# BERT: Bidirectional Encoder Representations from Transformers

## What is BERT and Why Does It Matter?

Unlike the embedding methods you've learned (Word2Vec, GloVe, ELMo), BERT understands context from both directions simultaneously. When you learned Word2Vec and GloVe, you saw that each word gets a fixed vector regardless of context. ELMo improved this by being context-aware, but BERT takes it further by looking at words from both left and right at the same time.

Think about the word "bank" in these sentences:
- "I went to the bank to deposit money"
- "I sat by the river bank"

BERT understands these differently because it reads the entire sentence bidirectionally, not just left-to-right.

## The Foundation: Understanding Transformers Basics

Before diving into BERT, you need to grasp the transformer architecture concept. Transformers use something called "attention mechanism" which allows the model to focus on relevant parts of the input when processing each word.

The attention mechanism answers: "When processing this word, which other words in the sentence should I pay attention to?"

For example, in "The animal didn't cross the street because it was too tired", the attention mechanism helps the model understand that "it" refers to "animal", not "street".

## Key Concepts in BERT

**Tokenization in BERT**

BERT uses WordPiece tokenization, which breaks words into subwords. This handles unknown words better than word-level tokenization.

WHAT YOU NEED TO DO =
1. In the BERT overview, write out the passage from "## The Foundation: Understanding" to "than word-level tokenization." word for word.
2. What tokenization method does the BERT overview say BERT uses?

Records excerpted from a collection
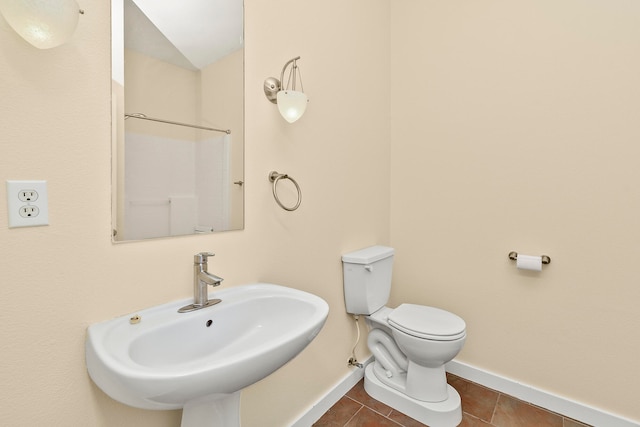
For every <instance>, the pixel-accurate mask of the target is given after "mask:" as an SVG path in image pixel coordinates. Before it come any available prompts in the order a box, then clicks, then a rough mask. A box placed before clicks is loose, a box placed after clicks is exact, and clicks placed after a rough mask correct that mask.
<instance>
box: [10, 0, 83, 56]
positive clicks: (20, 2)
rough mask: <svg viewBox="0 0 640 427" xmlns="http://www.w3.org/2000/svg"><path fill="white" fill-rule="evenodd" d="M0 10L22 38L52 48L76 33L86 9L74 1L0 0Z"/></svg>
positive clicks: (10, 25)
mask: <svg viewBox="0 0 640 427" xmlns="http://www.w3.org/2000/svg"><path fill="white" fill-rule="evenodd" d="M0 13H2V16H4V19H5V20H6V21H7V23H8V24H9V25H10V26H11V28H13V29H14V30H15V32H16V33H18V34H19V35H20V36H21V37H22V38H23V39H25V40H26V41H28V42H29V43H31V44H32V45H33V46H35V47H37V48H38V49H50V48H52V47H56V46H60V45H61V44H64V43H66V42H67V41H68V40H69V39H70V38H71V36H73V33H74V32H75V30H76V27H77V26H78V17H79V16H80V14H83V13H84V11H83V10H81V9H80V7H79V6H78V3H76V1H75V0H0Z"/></svg>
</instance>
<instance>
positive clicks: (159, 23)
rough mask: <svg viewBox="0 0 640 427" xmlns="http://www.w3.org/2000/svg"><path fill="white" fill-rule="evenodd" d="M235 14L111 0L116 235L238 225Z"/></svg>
mask: <svg viewBox="0 0 640 427" xmlns="http://www.w3.org/2000/svg"><path fill="white" fill-rule="evenodd" d="M243 12H244V10H243V3H242V0H181V1H180V2H173V1H158V0H113V1H112V98H113V102H112V116H113V117H112V123H113V125H112V126H113V129H112V132H113V137H112V166H113V173H112V181H113V182H112V188H113V195H112V225H113V240H114V241H115V242H120V241H129V240H142V239H150V238H159V237H170V236H180V235H188V234H198V233H212V232H219V231H227V230H238V229H242V228H243V227H244V38H243V36H244V17H243Z"/></svg>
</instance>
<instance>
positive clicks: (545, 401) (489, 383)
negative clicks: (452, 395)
mask: <svg viewBox="0 0 640 427" xmlns="http://www.w3.org/2000/svg"><path fill="white" fill-rule="evenodd" d="M372 361H373V356H370V357H369V358H368V359H367V360H366V361H364V362H363V365H364V367H366V365H368V364H369V363H371V362H372ZM446 368H447V372H450V373H452V374H454V375H457V376H459V377H461V378H464V379H466V380H469V381H473V382H474V383H477V384H480V385H483V386H485V387H487V388H490V389H493V390H495V391H498V392H500V393H505V394H508V395H509V396H513V397H515V398H517V399H520V400H523V401H525V402H528V403H531V404H533V405H536V406H539V407H541V408H544V409H547V410H549V411H552V412H556V413H558V414H561V415H564V416H565V417H569V418H573V419H575V420H578V421H580V422H583V423H586V424H589V425H592V426H595V427H640V423H639V422H637V421H633V420H630V419H628V418H624V417H621V416H619V415H616V414H612V413H610V412H607V411H604V410H602V409H599V408H594V407H592V406H588V405H585V404H583V403H579V402H576V401H573V400H571V399H567V398H565V397H561V396H557V395H555V394H553V393H549V392H547V391H544V390H540V389H537V388H534V387H531V386H528V385H526V384H523V383H519V382H517V381H515V380H512V379H509V378H505V377H502V376H500V375H497V374H494V373H492V372H489V371H485V370H482V369H479V368H476V367H474V366H471V365H468V364H466V363H462V362H458V361H456V360H452V361H451V362H449V363H447V366H446ZM363 377H364V368H362V369H360V368H353V370H352V371H351V372H349V373H348V374H347V375H345V376H344V377H343V378H342V379H341V380H340V381H338V383H337V384H336V385H335V387H334V388H332V389H331V390H330V391H329V392H328V393H327V394H325V395H324V396H323V397H322V398H320V399H319V400H318V401H317V402H316V403H315V404H314V405H312V406H311V408H309V409H308V410H307V411H306V412H305V413H304V414H303V415H301V416H300V418H299V419H298V420H297V421H296V422H294V423H293V424H291V427H310V426H311V425H312V424H313V423H315V422H316V421H318V420H319V419H320V417H322V415H323V414H324V413H325V412H327V411H328V410H329V409H330V408H331V407H332V406H333V405H335V403H336V402H337V401H338V400H340V398H341V397H342V396H344V395H345V393H347V392H348V391H349V390H350V389H351V387H353V386H354V385H356V384H357V383H358V381H360V380H361V379H362V378H363ZM463 410H464V408H463Z"/></svg>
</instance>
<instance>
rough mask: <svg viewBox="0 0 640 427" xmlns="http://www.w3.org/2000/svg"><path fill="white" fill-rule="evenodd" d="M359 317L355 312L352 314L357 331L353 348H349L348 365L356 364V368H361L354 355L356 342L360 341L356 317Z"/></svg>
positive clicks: (359, 363)
mask: <svg viewBox="0 0 640 427" xmlns="http://www.w3.org/2000/svg"><path fill="white" fill-rule="evenodd" d="M359 318H360V316H358V315H357V314H354V315H353V319H354V320H355V321H356V331H357V333H358V335H357V337H356V343H355V344H354V345H353V350H351V357H350V358H349V363H348V365H349V366H357V367H358V368H360V369H362V368H363V366H362V363H359V362H358V358H357V357H356V347H357V346H358V342H359V341H360V324H359V323H358V319H359Z"/></svg>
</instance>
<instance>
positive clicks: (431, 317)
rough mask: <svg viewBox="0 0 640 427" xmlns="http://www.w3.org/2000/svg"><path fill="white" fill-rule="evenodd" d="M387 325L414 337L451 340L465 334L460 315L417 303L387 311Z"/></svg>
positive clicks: (466, 325)
mask: <svg viewBox="0 0 640 427" xmlns="http://www.w3.org/2000/svg"><path fill="white" fill-rule="evenodd" d="M387 322H388V324H389V326H391V327H392V328H395V329H397V330H399V331H402V332H404V333H406V334H409V335H412V336H414V337H418V338H422V339H426V340H433V341H453V340H457V339H460V338H463V337H464V336H465V335H466V332H465V329H466V326H467V325H466V324H465V322H464V320H462V318H461V317H459V316H456V315H455V314H453V313H450V312H448V311H446V310H441V309H439V308H435V307H428V306H424V305H417V304H401V305H400V306H398V308H396V309H395V310H393V311H392V312H391V313H389V316H388V317H387Z"/></svg>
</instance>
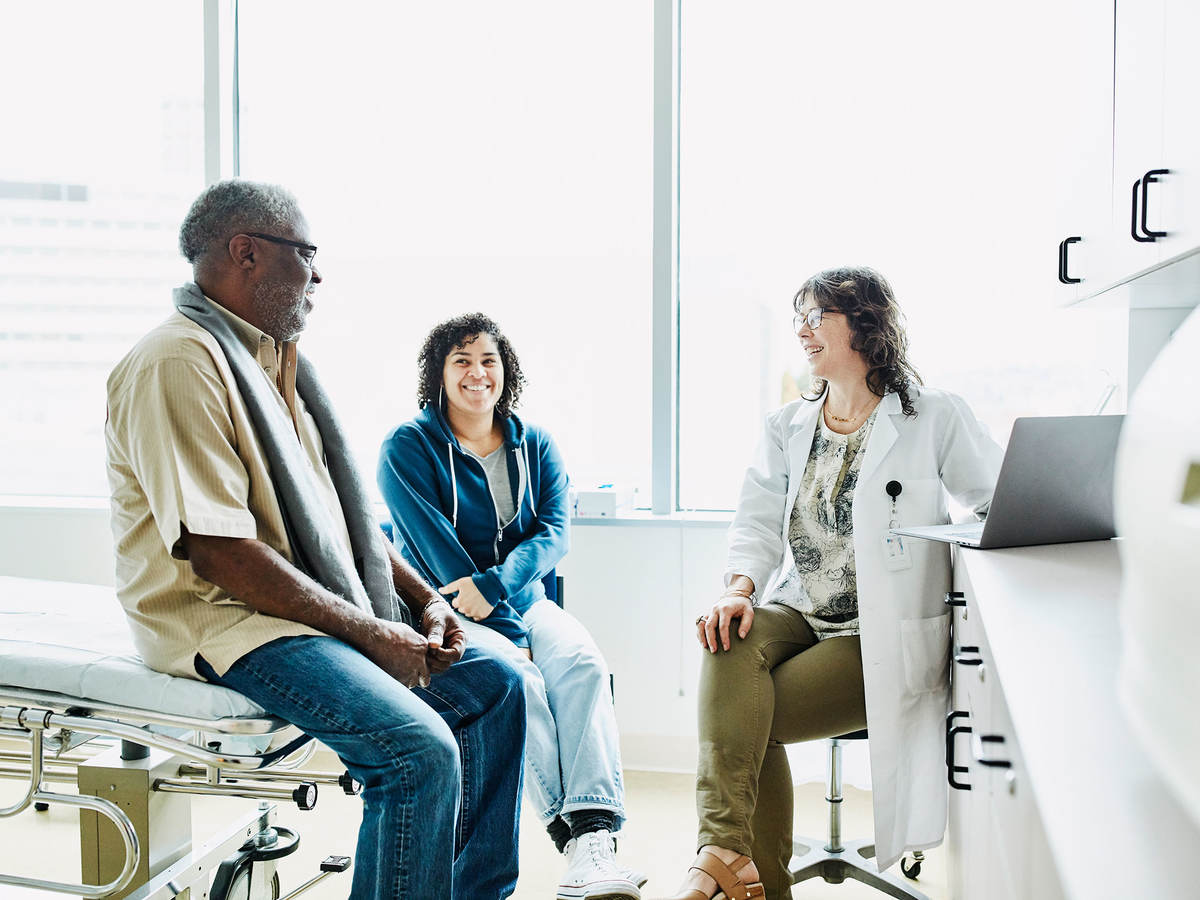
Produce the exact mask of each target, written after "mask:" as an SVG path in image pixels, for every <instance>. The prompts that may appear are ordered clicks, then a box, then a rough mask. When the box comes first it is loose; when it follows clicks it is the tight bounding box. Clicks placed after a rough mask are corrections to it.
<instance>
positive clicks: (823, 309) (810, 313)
mask: <svg viewBox="0 0 1200 900" xmlns="http://www.w3.org/2000/svg"><path fill="white" fill-rule="evenodd" d="M841 314H842V313H841V310H830V308H828V307H823V306H814V307H812V308H811V310H809V311H808V312H798V313H796V316H793V317H792V330H793V331H796V334H800V329H802V328H804V326H805V325H808V326H809V328H810V329H812V330H814V331H815V330H816V329H818V328H821V317H822V316H841Z"/></svg>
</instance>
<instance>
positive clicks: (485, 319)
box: [416, 312, 526, 419]
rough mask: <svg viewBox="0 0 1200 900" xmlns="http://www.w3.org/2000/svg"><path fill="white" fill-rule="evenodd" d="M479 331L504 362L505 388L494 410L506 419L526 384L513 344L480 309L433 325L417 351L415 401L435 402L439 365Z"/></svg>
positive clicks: (480, 334)
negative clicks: (512, 343)
mask: <svg viewBox="0 0 1200 900" xmlns="http://www.w3.org/2000/svg"><path fill="white" fill-rule="evenodd" d="M480 335H487V336H488V337H491V338H492V340H493V341H496V347H497V349H498V350H499V352H500V364H502V365H503V366H504V389H503V390H502V391H500V398H499V400H498V401H497V402H496V410H494V412H496V414H497V415H498V416H500V418H502V419H508V418H509V415H511V414H512V410H514V409H515V408H516V407H517V404H518V403H520V401H521V391H522V389H523V388H524V385H526V379H524V374H522V373H521V360H518V359H517V353H516V350H514V349H512V344H511V343H510V342H509V338H506V337H505V336H504V335H503V334H502V332H500V326H499V325H497V324H496V323H494V322H492V320H491V319H490V318H487V317H486V316H485V314H484V313H481V312H469V313H466V314H464V316H455V317H454V318H452V319H446V320H445V322H443V323H440V324H438V325H434V326H433V330H432V331H430V334H428V336H427V337H426V338H425V343H424V344H421V352H420V353H419V354H416V370H418V378H416V404H418V406H419V407H420V408H421V409H425V407H427V406H428V404H430V403H438V402H439V397H440V395H442V368H443V366H445V361H446V356H449V355H450V353H451V352H452V350H455V349H457V348H460V347H466V346H467V344H469V343H474V342H475V340H476V338H478V337H479V336H480Z"/></svg>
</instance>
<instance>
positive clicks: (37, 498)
mask: <svg viewBox="0 0 1200 900" xmlns="http://www.w3.org/2000/svg"><path fill="white" fill-rule="evenodd" d="M108 506H109V502H108V498H107V497H55V496H48V494H24V493H0V509H44V510H65V509H103V510H107V509H108Z"/></svg>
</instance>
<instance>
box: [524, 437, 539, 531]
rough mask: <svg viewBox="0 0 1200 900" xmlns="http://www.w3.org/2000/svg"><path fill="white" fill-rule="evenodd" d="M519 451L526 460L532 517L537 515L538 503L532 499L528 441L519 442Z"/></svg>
mask: <svg viewBox="0 0 1200 900" xmlns="http://www.w3.org/2000/svg"><path fill="white" fill-rule="evenodd" d="M521 452H522V454H524V460H526V491H527V492H528V493H529V509H530V510H532V511H533V517H534V518H536V517H538V504H536V503H534V500H533V475H532V473H530V472H529V443H528V442H526V440H522V442H521Z"/></svg>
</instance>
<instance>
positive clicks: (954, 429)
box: [676, 269, 1002, 900]
mask: <svg viewBox="0 0 1200 900" xmlns="http://www.w3.org/2000/svg"><path fill="white" fill-rule="evenodd" d="M793 308H794V311H796V318H794V323H793V324H794V328H796V334H797V337H799V341H800V348H802V350H803V352H804V354H805V356H808V359H809V364H810V367H811V372H812V379H814V385H812V390H811V391H810V394H809V395H806V396H804V397H803V398H800V400H797V401H794V402H792V403H788V404H787V406H785V407H784V408H781V409H779V410H776V412H774V413H772V414H770V415H768V416H767V422H766V428H764V432H763V437H762V440H761V443H760V446H758V451H757V454H756V456H755V461H754V463H752V464H751V466H750V468H749V469H748V470H746V474H745V480H744V482H743V487H742V497H740V499H739V502H738V509H737V512H736V515H734V520H733V524H732V527H731V528H730V551H728V560H727V564H726V575H725V590H724V593H722V594H721V595H720V598H719V599H718V600H716V602H714V604H712V605H710V606H708V608H707V612H706V613H704V614H702V616H700V618H697V619H696V637H697V638H698V641H700V644H701V646H702V647H703V648H704V649H706V653H704V661H703V665H702V667H701V680H700V745H701V755H700V766H698V773H697V779H696V809H697V812H698V816H700V838H698V840H697V845H698V847H700V853H698V856H697V859H696V862H695V863H694V864H692V866H691V869H690V870H689V871H688V876H686V878H685V881H684V883H683V887H682V888H680V892H679V893H678V894H677V895H676V896H677V900H707V898H712V896H713V895H714V894H716V893H718V892H719V890H724V892H725V894H727V895H731V896H751V898H762V896H766V898H768V900H780V899H781V898H788V896H791V893H790V892H791V877H790V875H788V870H787V864H788V860H790V858H791V856H792V779H791V773H790V772H788V767H787V756H786V754H785V751H784V745H785V744H788V743H794V742H800V740H815V739H818V738H826V737H836V736H838V734H844V733H847V732H853V731H858V730H860V728H864V727H869V730H870V745H871V746H870V751H871V781H872V803H874V812H875V850H876V859H877V860H878V864H880V866H881V868H887V866H889V865H892V864H893V863H895V860H896V859H898V858H899V857H900V854H901V853H904V852H905V851H906V850H910V848H917V850H920V848H925V847H930V846H934V845H935V844H940V842H941V840H942V834H943V832H944V830H946V770H944V758H943V749H944V732H943V722H944V715H946V704H947V692H948V688H949V616H948V614H947V613H946V607H944V606H943V604H942V598H943V596H944V593H946V592H947V590H948V589H949V587H950V568H949V551H948V547H947V546H946V545H943V544H935V542H931V541H920V540H913V541H907V540H906V541H904V542H902V544H901V542H898V541H895V540H894V539H893V538H892V535H890V534H889V529H890V528H893V527H895V526H896V524H910V526H913V524H935V523H937V522H946V521H948V517H947V504H946V494H947V493H949V494H950V496H953V497H954V498H955V499H958V500H959V503H961V504H962V505H964V506H967V508H970V509H973V510H974V511H976V514H977V515H978V516H979V517H983V515H984V514H985V512H986V508H988V505H989V503H990V500H991V491H992V487H994V486H995V482H996V475H997V473H998V470H1000V462H1001V456H1002V454H1001V450H1000V448H998V446H997V445H996V444H995V443H994V442H992V440H991V438H989V437H988V434H986V432H985V431H984V428H983V427H982V426H980V425H979V424H978V422H977V421H976V418H974V416H973V415H972V414H971V410H970V409H968V408H967V406H966V403H964V402H962V401H961V400H960V398H959V397H956V396H954V395H953V394H946V392H942V391H937V390H932V389H929V388H923V386H919V385H920V382H919V379H918V378H917V373H916V371H914V370H913V368H912V366H911V365H910V364H908V360H907V346H908V341H907V337H906V335H905V332H904V328H902V324H901V316H900V310H899V307H898V306H896V302H895V299H894V296H893V294H892V288H890V286H889V284H888V283H887V281H884V280H883V277H882V276H881V275H880V274H878V272H876V271H872V270H871V269H830V270H828V271H824V272H821V274H818V275H816V276H814V277H811V278H809V280H808V281H806V282H805V283H804V284H803V286H802V287H800V289H799V292H797V294H796V298H794V299H793ZM739 884H740V887H739Z"/></svg>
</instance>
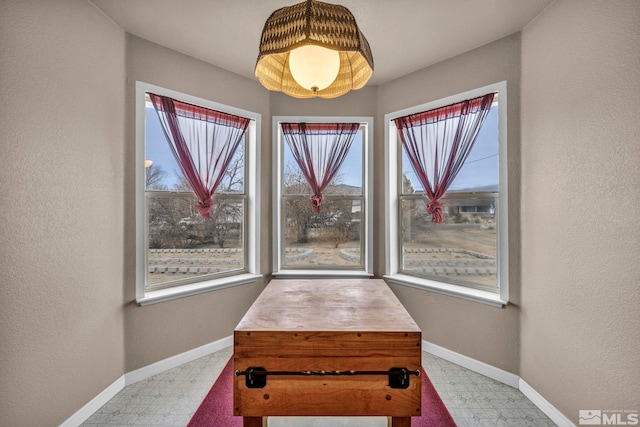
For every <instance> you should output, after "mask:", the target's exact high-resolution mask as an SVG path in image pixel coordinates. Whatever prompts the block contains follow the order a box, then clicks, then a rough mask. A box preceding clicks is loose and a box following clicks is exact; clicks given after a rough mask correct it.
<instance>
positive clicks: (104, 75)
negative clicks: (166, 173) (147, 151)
mask: <svg viewBox="0 0 640 427" xmlns="http://www.w3.org/2000/svg"><path fill="white" fill-rule="evenodd" d="M0 43H1V45H0V46H1V49H0V100H1V101H0V102H1V104H2V105H1V107H0V133H1V135H2V136H1V137H0V140H1V141H2V142H1V144H2V152H1V154H0V218H1V219H0V272H1V273H0V425H2V426H11V427H16V426H45V425H58V424H60V423H61V422H63V421H64V420H65V419H67V418H68V417H69V416H70V415H72V414H73V413H74V412H75V411H77V410H78V409H79V408H80V407H82V406H83V405H84V404H85V403H87V401H88V400H89V399H91V398H92V397H94V396H96V395H97V394H98V393H100V392H101V391H102V390H104V389H105V388H106V387H107V386H109V385H110V384H111V383H113V381H115V380H116V379H117V378H118V377H120V376H121V375H122V374H123V373H124V372H125V371H124V369H125V361H124V356H125V355H124V339H123V328H124V325H123V316H122V308H121V305H122V278H123V252H122V249H123V232H124V222H123V217H124V215H123V196H122V195H123V184H124V174H123V153H124V131H125V128H124V121H125V115H124V100H125V85H124V83H125V74H124V73H125V50H124V49H125V35H124V32H123V31H122V30H121V29H119V28H118V27H116V26H115V25H113V24H112V23H111V22H110V21H108V20H107V19H105V17H104V16H103V15H102V14H101V13H100V12H98V11H97V10H96V9H95V8H94V7H92V6H90V5H89V4H88V3H87V2H84V1H74V0H58V1H56V2H43V1H2V2H0Z"/></svg>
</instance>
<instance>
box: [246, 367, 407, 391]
mask: <svg viewBox="0 0 640 427" xmlns="http://www.w3.org/2000/svg"><path fill="white" fill-rule="evenodd" d="M235 374H236V377H239V376H240V375H245V376H246V379H245V385H246V386H247V388H264V387H265V386H266V385H267V375H275V376H284V375H300V376H338V375H388V376H389V387H391V388H408V387H409V376H410V375H415V376H417V377H419V376H420V370H415V371H412V370H409V369H407V368H391V369H389V370H388V371H267V370H265V369H264V368H262V367H258V368H255V367H252V368H248V369H247V370H246V371H239V370H236V372H235Z"/></svg>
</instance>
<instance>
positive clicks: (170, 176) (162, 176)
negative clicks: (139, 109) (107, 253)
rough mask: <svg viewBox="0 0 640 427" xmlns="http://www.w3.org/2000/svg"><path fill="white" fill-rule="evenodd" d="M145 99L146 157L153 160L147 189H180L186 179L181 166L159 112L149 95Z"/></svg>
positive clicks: (145, 156) (145, 128)
mask: <svg viewBox="0 0 640 427" xmlns="http://www.w3.org/2000/svg"><path fill="white" fill-rule="evenodd" d="M145 99H146V100H147V104H146V108H145V159H147V160H148V161H151V162H152V164H151V166H150V167H148V168H147V169H146V171H147V186H146V187H147V190H178V189H180V188H181V184H182V181H184V178H183V177H182V172H181V171H180V166H178V163H176V160H175V158H174V157H173V153H171V149H170V148H169V143H167V140H166V138H165V136H164V131H163V130H162V125H161V124H160V120H159V119H158V114H157V113H156V111H155V110H154V109H153V105H152V104H151V101H150V100H149V97H148V96H147V95H145Z"/></svg>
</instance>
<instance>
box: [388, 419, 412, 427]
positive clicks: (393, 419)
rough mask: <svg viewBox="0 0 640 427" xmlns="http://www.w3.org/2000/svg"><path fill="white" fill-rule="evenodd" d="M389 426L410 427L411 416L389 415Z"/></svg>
mask: <svg viewBox="0 0 640 427" xmlns="http://www.w3.org/2000/svg"><path fill="white" fill-rule="evenodd" d="M391 427H411V417H391Z"/></svg>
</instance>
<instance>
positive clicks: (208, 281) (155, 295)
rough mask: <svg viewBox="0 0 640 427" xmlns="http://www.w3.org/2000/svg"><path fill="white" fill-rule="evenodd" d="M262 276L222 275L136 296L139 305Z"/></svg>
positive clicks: (246, 273)
mask: <svg viewBox="0 0 640 427" xmlns="http://www.w3.org/2000/svg"><path fill="white" fill-rule="evenodd" d="M261 278H262V275H261V274H250V273H246V274H240V275H237V276H229V277H223V278H221V279H215V280H207V281H206V282H199V283H191V284H188V285H183V286H176V287H174V288H167V289H159V290H157V291H150V292H145V294H144V296H143V297H142V298H136V303H137V304H138V305H139V306H145V305H150V304H157V303H159V302H165V301H171V300H173V299H177V298H184V297H188V296H192V295H197V294H202V293H204V292H211V291H217V290H219V289H224V288H230V287H232V286H239V285H246V284H248V283H255V282H257V281H258V280H259V279H261Z"/></svg>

SOLUTIONS TO THE PROBLEMS =
1.
## The Foundation: Understanding Transformers Basics

Before diving into BERT, you need to grasp the transformer architecture concept. Transformers use something called "attention mechanism" which allows the model to focus on relevant parts of the input when processing each word.

The attention mechanism answers: "When processing this word, which other words in the sentence should I pay attention to?"

For example, in "The animal didn't cross the street because it was too tired", the attention mechanism helps the model understand that "it" refers to "animal", not "street".

## Key Concepts in BERT

**Tokenization in BERT**

BERT uses WordPiece tokenization, which breaks words into subwords. This handles unknown words better than word-level tokenization.

2. WordPiece tokenization, which breaks words into subwords.